Exercise instructions
Please print all of the records that follow with nothing altered.

[[ Data to use open ]]

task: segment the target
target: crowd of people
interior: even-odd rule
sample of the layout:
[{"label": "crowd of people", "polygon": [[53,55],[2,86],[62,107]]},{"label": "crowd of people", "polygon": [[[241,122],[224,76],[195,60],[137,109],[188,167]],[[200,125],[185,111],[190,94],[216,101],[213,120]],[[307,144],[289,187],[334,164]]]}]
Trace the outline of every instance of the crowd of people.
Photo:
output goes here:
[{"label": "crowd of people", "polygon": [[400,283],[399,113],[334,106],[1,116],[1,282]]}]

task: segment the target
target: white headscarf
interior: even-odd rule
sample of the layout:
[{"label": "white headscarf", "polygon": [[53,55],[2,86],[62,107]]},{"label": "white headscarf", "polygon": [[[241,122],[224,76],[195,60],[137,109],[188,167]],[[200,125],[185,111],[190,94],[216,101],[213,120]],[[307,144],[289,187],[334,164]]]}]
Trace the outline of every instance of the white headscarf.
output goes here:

[[ Data to use closed ]]

Answer space
task: segment the target
target: crowd of people
interior: even-odd rule
sample of the layout:
[{"label": "crowd of people", "polygon": [[53,55],[2,86],[62,107]]},{"label": "crowd of people", "polygon": [[[241,122],[224,76],[195,60],[137,109],[188,167]],[[200,125],[185,111],[190,94],[216,101],[213,120]],[[307,144],[289,187],[334,164]]]}]
Trace the outline of every instance of the crowd of people.
Photo:
output goes here:
[{"label": "crowd of people", "polygon": [[400,283],[399,113],[334,106],[1,116],[1,282]]}]

task: segment the target
target: white headscarf
interior: even-odd rule
sample of the layout:
[{"label": "white headscarf", "polygon": [[53,55],[2,86],[62,107]]},{"label": "white headscarf", "polygon": [[[241,122],[224,76],[195,60],[137,109],[188,167]],[[200,125],[185,111],[190,94],[216,101],[213,120]],[[307,144],[289,187],[334,164]]]}]
Trace the outline of every instance of the white headscarf.
output goes here:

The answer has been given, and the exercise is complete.